Reproduce the whole listing that follows, character for character, and drop the images.

-----

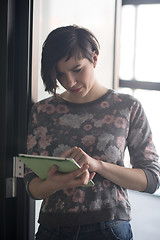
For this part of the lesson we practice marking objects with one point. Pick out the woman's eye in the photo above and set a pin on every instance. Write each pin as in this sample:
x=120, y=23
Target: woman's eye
x=77, y=70
x=59, y=75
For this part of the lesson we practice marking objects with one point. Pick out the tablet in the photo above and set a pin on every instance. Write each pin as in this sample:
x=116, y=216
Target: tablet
x=41, y=164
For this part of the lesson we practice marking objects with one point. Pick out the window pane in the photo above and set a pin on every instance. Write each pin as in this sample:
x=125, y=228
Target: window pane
x=127, y=42
x=147, y=63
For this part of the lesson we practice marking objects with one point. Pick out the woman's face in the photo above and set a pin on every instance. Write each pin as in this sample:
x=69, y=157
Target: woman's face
x=77, y=77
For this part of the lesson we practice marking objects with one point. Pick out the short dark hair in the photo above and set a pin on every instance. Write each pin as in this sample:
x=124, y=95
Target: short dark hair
x=66, y=42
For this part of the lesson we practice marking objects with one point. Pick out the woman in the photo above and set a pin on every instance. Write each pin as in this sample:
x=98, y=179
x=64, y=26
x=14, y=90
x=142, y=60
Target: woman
x=93, y=125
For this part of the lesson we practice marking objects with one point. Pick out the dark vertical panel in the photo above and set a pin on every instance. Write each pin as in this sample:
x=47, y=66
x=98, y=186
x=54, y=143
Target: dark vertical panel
x=15, y=61
x=3, y=102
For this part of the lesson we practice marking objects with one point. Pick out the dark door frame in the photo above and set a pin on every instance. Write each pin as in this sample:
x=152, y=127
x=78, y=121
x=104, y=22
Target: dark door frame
x=16, y=213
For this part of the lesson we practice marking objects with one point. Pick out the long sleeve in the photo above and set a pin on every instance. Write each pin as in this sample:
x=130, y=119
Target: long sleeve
x=141, y=148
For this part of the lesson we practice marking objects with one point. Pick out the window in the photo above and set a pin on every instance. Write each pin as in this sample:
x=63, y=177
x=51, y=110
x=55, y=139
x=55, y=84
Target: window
x=139, y=73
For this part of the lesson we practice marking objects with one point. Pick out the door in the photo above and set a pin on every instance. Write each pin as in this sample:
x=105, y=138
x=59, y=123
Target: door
x=15, y=52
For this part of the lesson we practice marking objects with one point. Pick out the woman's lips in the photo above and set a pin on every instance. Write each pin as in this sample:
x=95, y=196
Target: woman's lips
x=76, y=90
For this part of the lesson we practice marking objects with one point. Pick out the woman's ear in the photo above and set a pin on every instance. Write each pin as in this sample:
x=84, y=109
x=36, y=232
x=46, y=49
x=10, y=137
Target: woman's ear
x=95, y=59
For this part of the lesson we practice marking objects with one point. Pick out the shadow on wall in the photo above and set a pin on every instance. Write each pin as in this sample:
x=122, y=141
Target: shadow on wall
x=145, y=215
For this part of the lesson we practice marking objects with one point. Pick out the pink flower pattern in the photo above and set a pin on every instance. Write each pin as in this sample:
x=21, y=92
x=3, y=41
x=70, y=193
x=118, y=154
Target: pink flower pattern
x=103, y=131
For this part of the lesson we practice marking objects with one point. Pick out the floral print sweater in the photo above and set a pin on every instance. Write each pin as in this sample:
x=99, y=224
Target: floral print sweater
x=103, y=129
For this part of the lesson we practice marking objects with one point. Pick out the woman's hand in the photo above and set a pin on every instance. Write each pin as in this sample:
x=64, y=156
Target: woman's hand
x=81, y=158
x=130, y=178
x=57, y=181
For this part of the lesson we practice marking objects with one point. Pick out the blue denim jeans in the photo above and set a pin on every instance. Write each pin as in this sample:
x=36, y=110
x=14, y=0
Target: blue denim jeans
x=110, y=230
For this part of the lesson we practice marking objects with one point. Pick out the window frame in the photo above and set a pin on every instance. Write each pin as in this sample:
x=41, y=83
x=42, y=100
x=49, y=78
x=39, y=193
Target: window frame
x=133, y=83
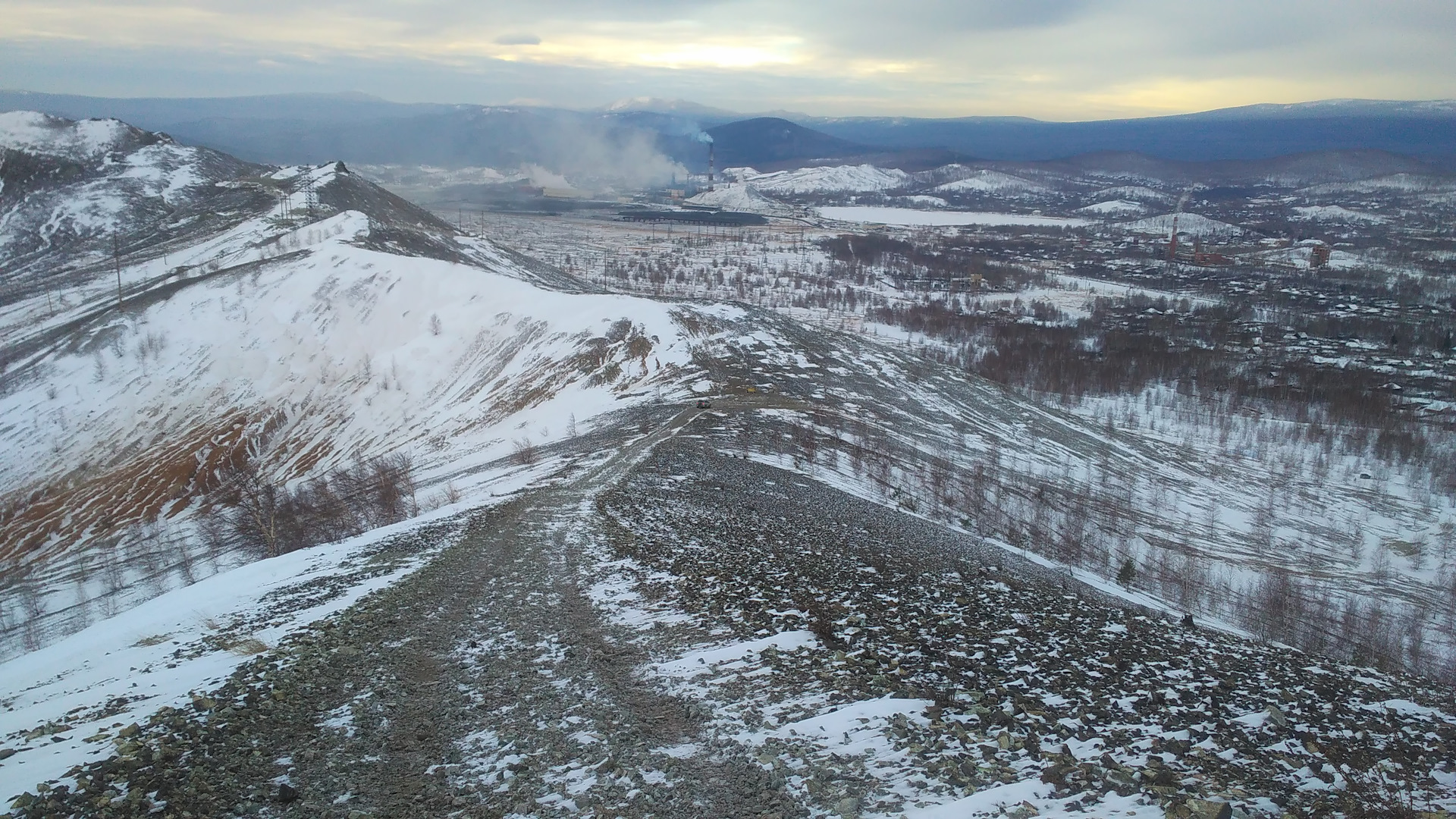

-----

> [TASK SOLUTION]
For this part of the lesson we practice marking objects with one point. Pick out the woman's eye in the photo above and set a pin on every instance. Write each pin as in this sample:
x=120, y=23
Target: woman's eye
x=77, y=70
x=59, y=75
For this part of the lesson we practice marking objects with one point. Pick out the tablet in the photo above and set a pin on every instance. Write each pin as in this sample:
x=116, y=216
Target: tablet
x=41, y=164
For this part of the lesson we practice marking objects with one point. Pick out the window pane in the photo above and set a pin on every instance. Write each pin as in this sample:
x=125, y=228
Target: window pane
x=127, y=42
x=147, y=63
For this part of the lesson we practice marking objects with one point. Pick out the woman's face in the photo above and set a pin on every instance. Write each pin as in this sample:
x=69, y=157
Target: woman's face
x=77, y=77
For this part of the lesson we practice marking objects with one point. Pick out the short dark hair in the photo above and set a pin on every instance. Write each pin as in this sample:
x=124, y=95
Target: short dark hair
x=66, y=42
For this part of the lesson we practice marking objects with one point. Pick out the woman in the photo above and set a pin on every instance. Write each pin as in this sample:
x=98, y=179
x=64, y=26
x=14, y=90
x=142, y=60
Target: woman
x=93, y=125
For this part of the lesson we practice marking objects with one point. Pick out the dark vertical panel in the photo above and set a pin on every instance. Write each pin as in this sample:
x=47, y=66
x=98, y=186
x=54, y=143
Target: dark vertical panel
x=15, y=61
x=3, y=102
For this part of the lesson we practice marking objects with one point. Pick out the dark door frame in the photo above and set a pin on every instance. Write each pin as in this sample:
x=152, y=127
x=78, y=121
x=104, y=22
Target: dark door frame
x=16, y=213
For this part of the lesson we practice marking objects with one point. Pick out the long sleeve in the photo above and set a pin on every instance. Write each pin as in this sample:
x=130, y=119
Target: long sleeve
x=141, y=148
For this part of the lesson we practice marking objects with one point. Pick out the window in the photo above and set a pin on every instance. Write each pin as in this sample:
x=63, y=177
x=51, y=110
x=55, y=139
x=55, y=84
Target: window
x=139, y=73
For this part of the lesson we practice marking objects with one point. Pick out the door in the photo above and set a pin on every instance. Write each pin as in this sample:
x=105, y=138
x=59, y=123
Target: door
x=15, y=52
For this part of the lesson we practice marking objects with one point. Pick out the woman's lips in the photo above and set a pin on every instance. Write each pin as in this sample:
x=95, y=196
Target: woman's lips
x=76, y=90
For this part of the lesson we practice marking objects with one point. Pick out the woman's ear in the photo above and set a pin on every instance. Write each pin as in this sample:
x=84, y=109
x=36, y=232
x=46, y=49
x=10, y=137
Target: woman's ear
x=95, y=59
For this part of the lesson we practice marking objects with one point. Pick out the shadow on wall in the photo above and set a pin on every instance. Write each pin as in this sample:
x=122, y=141
Target: shadow on wall
x=145, y=215
For this part of the lesson we practice marking objects with one point. Pick out the pink flower pattern in the photo above and set a pin on every instance. Write each pin as in this sample:
x=21, y=92
x=3, y=41
x=70, y=193
x=118, y=154
Target: pink flower pattern
x=103, y=131
For this part of the lesson we practice marking objects with one point. Pick out the floral print sweater in the photo above and set a pin on every instance. Write each pin as in this sample:
x=99, y=224
Target: floral print sweater
x=103, y=129
For this part of the lesson we practice marking objects with one point. Pick out the woman's hand in the photo above and set a pin on every instance. Write each pin as in this sample:
x=64, y=156
Target: woman's hand
x=81, y=158
x=130, y=178
x=57, y=181
For this part of the lesson we practice marking objects with one point. Pick out the blue denim jeans in the photo above and set a pin on every instance. Write each pin as in this sample:
x=36, y=110
x=14, y=0
Target: blue denim jeans
x=110, y=230
For this part of the lesson we practice marking objects with one point. Pick out the window frame in the photo above and set a pin on every instance. Write each pin as in this sample:
x=41, y=83
x=42, y=100
x=49, y=78
x=39, y=193
Target: window frame
x=133, y=83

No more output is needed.